_TAREFAS_:
a - Responda a estas perguntas com base no texto fornecido:
(i) Segundo o texto, que teoria explica a combinação de preços por meio de interações repetidas?
(ii) Qual privatização da década de 1990 é citada em especial?
(iii) Pela teoria da dependência, o que os países subdesenvolvidos exportariam?
b - Diga se cada afirmação concorda com o texto fornecido, respondendo sim ou não e citando as palavras do texto que decidem a questão:
(i) A formação de consórcios para projetos públicos reduz a competição.
(ii) Pela teoria da dependência, a saída seria abrir as economias subdesenvolvidas ao capital estrangeiro.
(iii) Empresas estrangeiras instaladas no país trariam muita transferência de tecnologia.

_TEXTO FORNECIDO_:
A criação de grupos e a interação constante de empresas que possuem participações acionárias comuns em outras empresas também produzem efeitos anticompetitivos, com a maior facilidade de combinação de preços (de forma não oficial através de interações repetidas conforme a Teoria dos Jogos) e com a redução da competição, principalmente quando se forma consórcios para um determinado projeto público (que poderia ser alvo de competição das empresas individualmente) ou quando uma empresa evita entrar no mercado de outra quando há ligação acionária entre as duas.

Estrangeiros
Nas privatizações da década de 1990, em especial da Telebrás, um grande temor era o de que as empresas estrangeiras imperialistas se apoderassem dos ativos brasileiros e passassem a mandar na economia brasileira. A teoria da dependência estabeleceria que os países subdesenvolvidos, na periferia do capitalismo, sem capital ou tecnologia, ficariam dependentes do capital e da tecnologia dos países desenvolvidos e a relação centro-periferia seria a de que os países subdesenvolvidos exportariam matéria-prima e importariam produtos industrializados de maior valor agregado. A solução para romper esse ciclo de dependência seria as economias subdesenvolvidas se fecharem ao capital estrangeiro para poderem se desenvolver. Mesmo quando empresas estrangeiras se instalam no país, os lucros desses empreendimentos seriam revertidos para as matrizes, haveria pouca transferência de tecnologia e a contribuição ao desenvolvimento local seria baixa.

_DADOS_:
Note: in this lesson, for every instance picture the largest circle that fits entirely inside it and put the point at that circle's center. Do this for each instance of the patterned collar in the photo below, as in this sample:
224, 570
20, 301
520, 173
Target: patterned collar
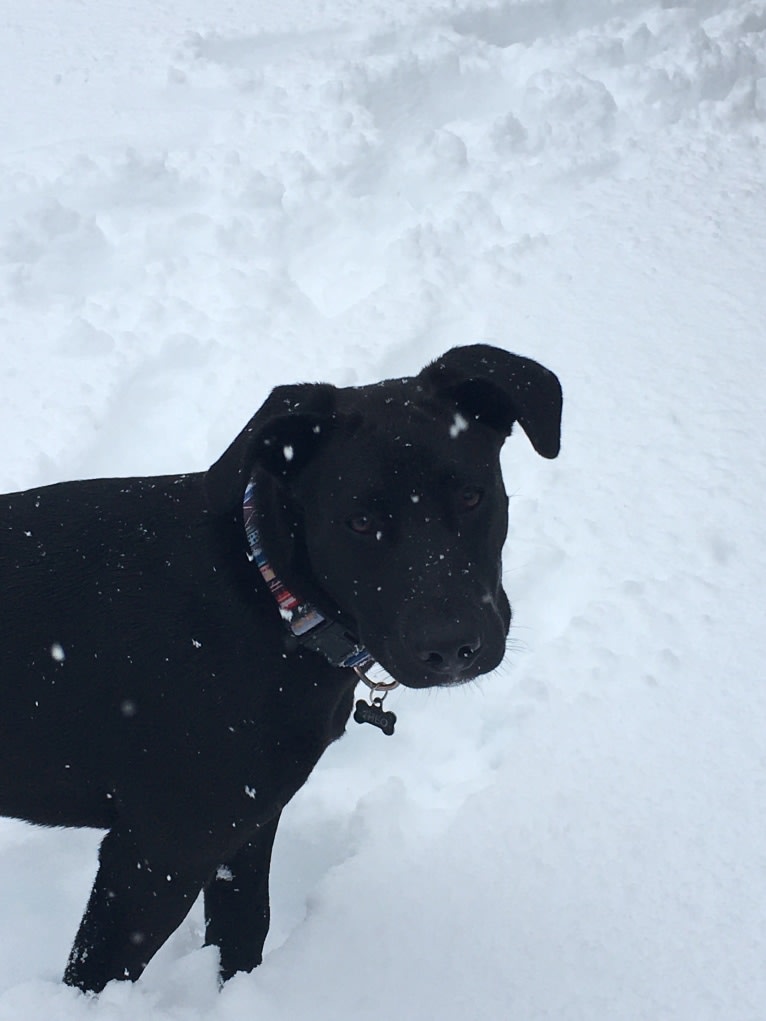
304, 622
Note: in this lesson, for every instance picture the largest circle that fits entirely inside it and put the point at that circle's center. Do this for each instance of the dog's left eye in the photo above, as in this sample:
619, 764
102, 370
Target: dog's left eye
471, 497
361, 523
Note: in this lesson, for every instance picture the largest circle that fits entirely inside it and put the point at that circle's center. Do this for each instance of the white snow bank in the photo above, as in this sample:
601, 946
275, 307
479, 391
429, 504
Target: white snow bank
197, 204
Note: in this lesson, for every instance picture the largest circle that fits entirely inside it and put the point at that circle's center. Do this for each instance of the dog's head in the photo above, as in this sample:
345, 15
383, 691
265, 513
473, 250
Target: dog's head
384, 504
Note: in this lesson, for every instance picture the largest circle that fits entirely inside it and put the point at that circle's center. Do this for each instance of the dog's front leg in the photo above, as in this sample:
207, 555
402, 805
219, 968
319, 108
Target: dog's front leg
134, 907
237, 904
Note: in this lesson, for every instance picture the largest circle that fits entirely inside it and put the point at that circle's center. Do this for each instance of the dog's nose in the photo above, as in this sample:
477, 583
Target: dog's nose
452, 655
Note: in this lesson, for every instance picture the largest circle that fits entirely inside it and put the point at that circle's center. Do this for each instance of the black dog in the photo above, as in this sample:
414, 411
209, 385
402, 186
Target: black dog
176, 651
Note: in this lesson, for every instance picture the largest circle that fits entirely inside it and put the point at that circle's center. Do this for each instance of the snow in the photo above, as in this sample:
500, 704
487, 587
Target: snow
198, 203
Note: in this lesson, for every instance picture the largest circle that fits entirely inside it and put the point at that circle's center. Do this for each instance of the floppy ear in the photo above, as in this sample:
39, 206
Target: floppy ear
281, 437
497, 389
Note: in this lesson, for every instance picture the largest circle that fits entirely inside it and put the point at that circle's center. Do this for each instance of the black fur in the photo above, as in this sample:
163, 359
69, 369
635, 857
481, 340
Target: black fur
148, 686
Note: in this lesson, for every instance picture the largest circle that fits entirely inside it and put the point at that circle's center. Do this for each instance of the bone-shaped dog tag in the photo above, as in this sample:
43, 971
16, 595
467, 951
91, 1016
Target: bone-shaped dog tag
375, 714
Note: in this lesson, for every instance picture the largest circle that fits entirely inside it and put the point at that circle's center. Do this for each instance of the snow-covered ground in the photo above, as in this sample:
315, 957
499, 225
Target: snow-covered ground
199, 201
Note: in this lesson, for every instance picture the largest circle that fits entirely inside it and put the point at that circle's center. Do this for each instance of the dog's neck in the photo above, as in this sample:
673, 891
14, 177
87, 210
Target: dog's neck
310, 628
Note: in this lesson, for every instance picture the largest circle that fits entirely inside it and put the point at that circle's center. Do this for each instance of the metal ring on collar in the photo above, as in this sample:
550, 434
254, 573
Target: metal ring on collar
375, 685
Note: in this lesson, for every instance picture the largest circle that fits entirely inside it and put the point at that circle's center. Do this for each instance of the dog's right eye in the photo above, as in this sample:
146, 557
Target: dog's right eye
362, 524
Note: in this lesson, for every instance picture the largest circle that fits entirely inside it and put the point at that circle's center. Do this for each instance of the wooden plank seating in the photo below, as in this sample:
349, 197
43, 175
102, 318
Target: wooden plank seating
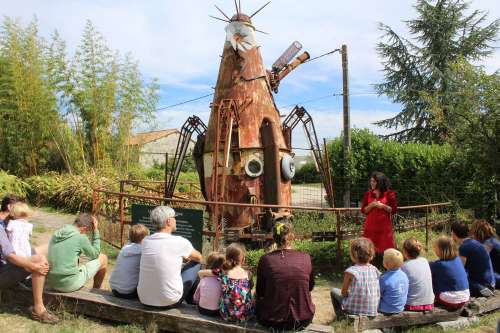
102, 304
476, 306
481, 305
403, 319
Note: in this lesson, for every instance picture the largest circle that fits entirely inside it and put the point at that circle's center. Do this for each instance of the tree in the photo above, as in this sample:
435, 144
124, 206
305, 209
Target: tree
94, 72
136, 102
29, 109
414, 69
475, 130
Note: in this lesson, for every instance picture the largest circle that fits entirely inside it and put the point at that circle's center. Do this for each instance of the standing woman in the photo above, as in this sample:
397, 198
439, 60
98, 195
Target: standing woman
379, 204
284, 283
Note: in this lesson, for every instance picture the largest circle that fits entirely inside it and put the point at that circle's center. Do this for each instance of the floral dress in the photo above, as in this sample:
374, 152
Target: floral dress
236, 303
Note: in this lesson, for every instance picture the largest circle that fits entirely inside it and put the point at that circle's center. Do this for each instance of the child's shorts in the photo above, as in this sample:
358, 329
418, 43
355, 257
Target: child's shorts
74, 282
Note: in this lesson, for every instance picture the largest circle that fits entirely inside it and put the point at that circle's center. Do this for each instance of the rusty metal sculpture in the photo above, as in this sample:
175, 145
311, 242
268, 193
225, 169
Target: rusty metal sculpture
246, 158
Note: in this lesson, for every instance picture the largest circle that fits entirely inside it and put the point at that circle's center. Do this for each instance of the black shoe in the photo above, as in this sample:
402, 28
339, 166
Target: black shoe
486, 292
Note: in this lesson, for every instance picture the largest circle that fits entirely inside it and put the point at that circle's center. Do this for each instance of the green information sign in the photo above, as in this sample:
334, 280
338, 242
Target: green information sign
189, 222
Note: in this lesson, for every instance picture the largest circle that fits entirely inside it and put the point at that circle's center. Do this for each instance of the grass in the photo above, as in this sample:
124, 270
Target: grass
15, 320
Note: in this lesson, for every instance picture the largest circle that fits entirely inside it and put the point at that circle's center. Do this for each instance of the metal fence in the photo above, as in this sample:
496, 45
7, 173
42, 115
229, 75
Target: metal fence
342, 224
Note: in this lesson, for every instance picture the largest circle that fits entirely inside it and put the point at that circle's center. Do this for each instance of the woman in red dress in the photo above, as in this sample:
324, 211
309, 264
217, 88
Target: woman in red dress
379, 204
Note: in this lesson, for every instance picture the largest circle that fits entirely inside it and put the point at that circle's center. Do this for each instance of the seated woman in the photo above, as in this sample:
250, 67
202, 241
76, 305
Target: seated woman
484, 233
284, 283
449, 279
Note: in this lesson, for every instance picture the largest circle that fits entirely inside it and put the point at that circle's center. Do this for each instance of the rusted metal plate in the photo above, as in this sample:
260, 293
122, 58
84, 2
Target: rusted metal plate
244, 80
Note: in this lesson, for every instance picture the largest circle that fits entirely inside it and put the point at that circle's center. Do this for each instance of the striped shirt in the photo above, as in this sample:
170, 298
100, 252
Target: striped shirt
364, 290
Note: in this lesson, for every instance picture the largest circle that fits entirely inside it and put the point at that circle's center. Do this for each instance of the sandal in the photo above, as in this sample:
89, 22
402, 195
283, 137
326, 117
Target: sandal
45, 318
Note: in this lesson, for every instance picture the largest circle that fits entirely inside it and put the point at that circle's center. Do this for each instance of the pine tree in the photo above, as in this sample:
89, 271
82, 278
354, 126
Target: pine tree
416, 69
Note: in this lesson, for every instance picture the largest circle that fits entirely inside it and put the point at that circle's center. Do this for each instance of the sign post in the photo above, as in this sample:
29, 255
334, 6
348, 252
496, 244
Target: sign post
189, 222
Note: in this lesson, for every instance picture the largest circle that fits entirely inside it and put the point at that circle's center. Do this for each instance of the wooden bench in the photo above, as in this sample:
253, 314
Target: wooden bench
102, 304
403, 319
481, 305
476, 306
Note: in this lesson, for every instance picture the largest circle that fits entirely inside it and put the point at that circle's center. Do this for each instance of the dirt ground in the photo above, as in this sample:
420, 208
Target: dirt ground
46, 222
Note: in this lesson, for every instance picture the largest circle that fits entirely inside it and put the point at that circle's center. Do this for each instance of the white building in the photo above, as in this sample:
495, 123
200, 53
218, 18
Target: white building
153, 146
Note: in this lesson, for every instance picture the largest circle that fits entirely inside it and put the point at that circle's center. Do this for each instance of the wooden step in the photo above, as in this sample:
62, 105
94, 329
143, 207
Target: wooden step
403, 319
103, 305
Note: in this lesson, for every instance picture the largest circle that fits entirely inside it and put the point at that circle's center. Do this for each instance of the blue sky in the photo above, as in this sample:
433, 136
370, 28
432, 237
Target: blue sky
178, 43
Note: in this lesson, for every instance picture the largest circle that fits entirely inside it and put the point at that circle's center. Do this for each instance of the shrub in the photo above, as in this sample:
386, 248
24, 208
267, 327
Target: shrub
420, 173
69, 192
10, 184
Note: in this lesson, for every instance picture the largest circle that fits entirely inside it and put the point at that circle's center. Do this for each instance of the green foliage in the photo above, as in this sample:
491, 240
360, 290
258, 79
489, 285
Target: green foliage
10, 184
474, 131
68, 192
420, 173
61, 114
442, 33
307, 174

_RESPOSTAS_:
a -
(i) A Teoria dos Jogos.
(ii) A da Telebrás.
(iii) Matéria-prima.

b -
(i) Sim: "com a redução da competição, principalmente quando se forma consórcios para um determinado projeto público"
(ii) Não: "A solução para romper esse ciclo de dependência seria as economias subdesenvolvidas se fecharem ao capital estrangeiro para poderem se desenvolver."
(iii) Não: "haveria pouca transferência de tecnologia"